§ **DOCUMENT EXTRACT**
BEGIN

A record surge in private debt triggered by the Covid-19 pandemic could slow the global economic recovery, with the biggest drag on future expansion in countries where low-income households and vulnerable firms are highly indebted.
The recent spike in debt levels could slow economic recovery by a cumulative 0.9 per cent of gross domestic product in advanced economies and 1.3 per cent in emerging markets on average over the next three years, the International Monetary Fund said on Monday.
"The recent surge in indebtedness of households and firms poses risks to the pace of recovery," the Washington-based lender said in a report.
"Yet this risk is not equally distributed. Careful, real-time monitoring of the balance sheets of low-income households and vulnerable firms is key to calibrating the unwinding of support measures. This could prevent sudden distress when financial conditions tighten."
Governments worldwide have provided economic stimulus packages to help individuals and businesses ride out the Covid-19 pandemic. These have helped to provide liquidity for affected individuals and businesses through credit guarantees, concessional lending and extensions on interest payments. While these policies helped prop balance sheets, they also led to a spike in private debt, extending a steady increase in leverage since the global financial crisis of 2008.
Global private debt surged by 13 per cent of the world’s GDP in 2020 — faster than the rise seen during the global financial crisis and almost as fast as public debt, the IMF said.
The impact of the pandemic on households’ and firms’ balance sheets has been unequal across and within countries, depending on policy responses and the types of sectors in those economies, the IMF added.
High-contact-services such as entertainment shrank as people stayed at home, but production and exports of computers, software and other goods expanded as consumers spent more on appliances.
For example, the situation of workers in tourism services, restaurants, hospitality and entertainment has in many cases "remained precarious" two years after the start of the pandemic. Meanwhile, labour shortages and fast wage increases have become the norm in construction and logistics, the fund said.
The war in Ukraine has further disrupted global supply chains, leading to shortages and higher costs of basic commodities.
"Large increases in the prices of energy and food products are likely to affect low-income households — especially in emerging markets and developing economies — and could spill over to many industries via higher input prices if the conflict is prolonged," the IMF said.
The worsening situation in Ukraine, with Russia bombarding several cities and peace talks between Kyiv and Moscow at a dead end, have also raised the prospects of tougher sanctions on Russian energy exports in an already tight market.
The impact of the pandemic on consumer and business balance sheets, especially those most exposed to the crisis, differed greatly depending on the support provided by governments.
"The post-pandemic drag on growth could be much larger in countries where (1) indebtedness is more concentrated among financially stretched households and vulnerable firms, (2) fiscal space is limited, (3) the insolvency regime is inefficient and (4) monetary policy needs to be tightened rapidly," IMF analysis shows.

END

§ **DATASET EXTRACT**
BEGIN

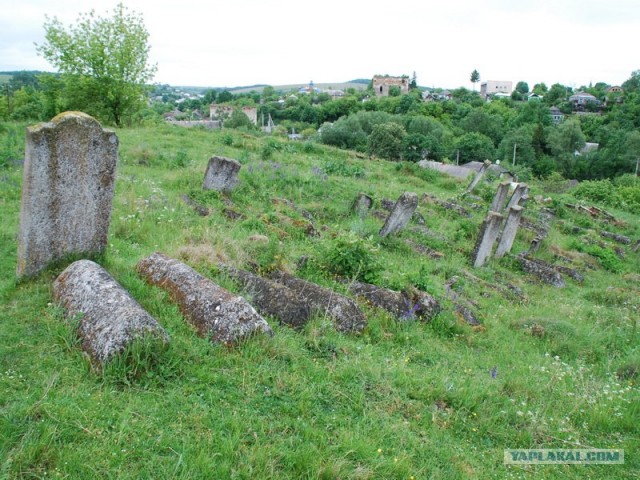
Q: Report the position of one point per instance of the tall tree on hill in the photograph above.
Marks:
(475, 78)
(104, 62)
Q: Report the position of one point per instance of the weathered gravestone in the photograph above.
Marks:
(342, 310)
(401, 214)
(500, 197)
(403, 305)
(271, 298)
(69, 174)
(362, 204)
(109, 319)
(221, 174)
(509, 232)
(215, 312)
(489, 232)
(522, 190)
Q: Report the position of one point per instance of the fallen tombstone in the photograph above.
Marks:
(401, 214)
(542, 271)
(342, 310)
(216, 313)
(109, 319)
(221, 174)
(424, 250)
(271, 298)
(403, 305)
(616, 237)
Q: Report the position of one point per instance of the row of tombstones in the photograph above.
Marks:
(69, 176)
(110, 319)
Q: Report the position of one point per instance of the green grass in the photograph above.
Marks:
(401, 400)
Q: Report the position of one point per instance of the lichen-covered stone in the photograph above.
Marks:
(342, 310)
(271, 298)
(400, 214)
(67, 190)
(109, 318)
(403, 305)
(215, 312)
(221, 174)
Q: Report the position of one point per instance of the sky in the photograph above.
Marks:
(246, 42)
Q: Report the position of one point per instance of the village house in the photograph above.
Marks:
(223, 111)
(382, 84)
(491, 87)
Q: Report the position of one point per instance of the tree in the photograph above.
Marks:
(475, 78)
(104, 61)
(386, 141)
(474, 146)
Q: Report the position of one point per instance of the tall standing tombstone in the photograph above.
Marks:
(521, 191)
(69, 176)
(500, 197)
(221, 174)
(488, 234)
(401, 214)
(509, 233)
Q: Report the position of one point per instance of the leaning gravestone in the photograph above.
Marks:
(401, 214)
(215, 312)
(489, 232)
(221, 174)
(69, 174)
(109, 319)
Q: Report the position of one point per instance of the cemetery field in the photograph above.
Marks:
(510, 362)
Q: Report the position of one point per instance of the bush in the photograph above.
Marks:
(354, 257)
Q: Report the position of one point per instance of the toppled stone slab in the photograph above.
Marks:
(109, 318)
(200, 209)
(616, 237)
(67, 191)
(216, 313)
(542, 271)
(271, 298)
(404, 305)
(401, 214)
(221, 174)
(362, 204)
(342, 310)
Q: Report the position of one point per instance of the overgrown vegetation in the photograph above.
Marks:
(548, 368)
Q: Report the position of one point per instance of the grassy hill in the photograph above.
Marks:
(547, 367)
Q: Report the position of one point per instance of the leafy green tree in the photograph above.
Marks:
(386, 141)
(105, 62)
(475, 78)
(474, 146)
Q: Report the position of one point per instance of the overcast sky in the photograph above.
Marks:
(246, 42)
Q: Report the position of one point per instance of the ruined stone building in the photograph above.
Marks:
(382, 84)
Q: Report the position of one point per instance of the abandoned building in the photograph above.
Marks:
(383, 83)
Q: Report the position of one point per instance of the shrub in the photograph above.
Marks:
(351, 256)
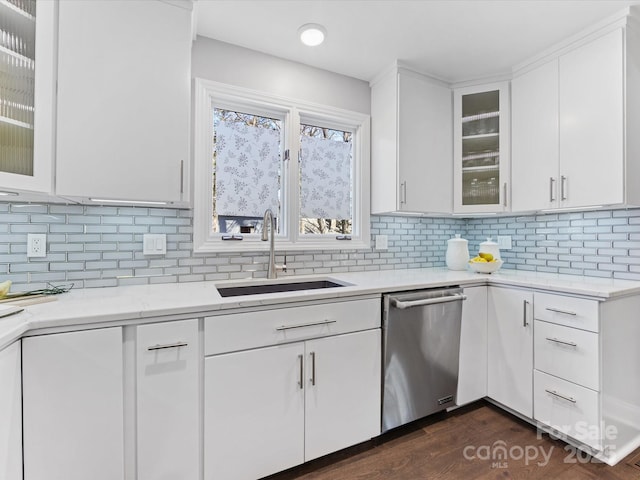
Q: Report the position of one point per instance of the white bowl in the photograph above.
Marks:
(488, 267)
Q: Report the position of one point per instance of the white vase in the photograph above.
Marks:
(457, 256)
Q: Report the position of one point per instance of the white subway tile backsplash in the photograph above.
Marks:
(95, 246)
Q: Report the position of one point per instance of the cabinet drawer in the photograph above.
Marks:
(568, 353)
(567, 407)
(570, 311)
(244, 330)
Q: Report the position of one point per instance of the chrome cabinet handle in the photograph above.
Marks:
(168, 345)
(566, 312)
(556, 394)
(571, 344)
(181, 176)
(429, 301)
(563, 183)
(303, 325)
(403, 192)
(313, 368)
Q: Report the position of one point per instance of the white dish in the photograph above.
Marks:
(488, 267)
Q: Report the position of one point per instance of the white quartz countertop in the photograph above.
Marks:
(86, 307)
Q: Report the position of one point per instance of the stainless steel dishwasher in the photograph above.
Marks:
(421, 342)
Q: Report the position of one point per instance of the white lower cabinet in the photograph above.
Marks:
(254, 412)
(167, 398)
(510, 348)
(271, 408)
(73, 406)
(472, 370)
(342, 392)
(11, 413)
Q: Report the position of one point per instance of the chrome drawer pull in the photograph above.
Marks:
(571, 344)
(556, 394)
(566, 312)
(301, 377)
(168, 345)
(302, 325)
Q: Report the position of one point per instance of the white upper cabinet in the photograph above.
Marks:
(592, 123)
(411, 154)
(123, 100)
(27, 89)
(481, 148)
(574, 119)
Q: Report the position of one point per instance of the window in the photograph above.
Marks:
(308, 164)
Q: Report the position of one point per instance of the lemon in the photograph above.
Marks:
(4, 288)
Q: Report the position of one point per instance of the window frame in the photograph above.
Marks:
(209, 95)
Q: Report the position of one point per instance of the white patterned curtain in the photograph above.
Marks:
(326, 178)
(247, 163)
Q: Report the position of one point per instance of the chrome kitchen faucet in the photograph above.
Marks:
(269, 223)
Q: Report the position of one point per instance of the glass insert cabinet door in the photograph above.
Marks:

END

§ **WORK TO COMPLETE**
1) According to the article on pandemic-era private debt, why does the IMF consider careful, real-time monitoring of the balance sheets of low-income households and vulnerable firms important? Answer in one to three sentences.
2) Retype the part of the article on pandemic-era private debt starting with "The impact of the pandemic on households’" and going on through "the IMF added.".

§ **RESPONSES**
1) The IMF says such monitoring is key to calibrating how support measures are unwound. Doing so could prevent sudden distress when financial conditions tighten.

2)
The impact of the pandemic on households’ and firms’ balance sheets has been unequal across and within countries, depending on policy responses and the types of sectors in those economies, the IMF added.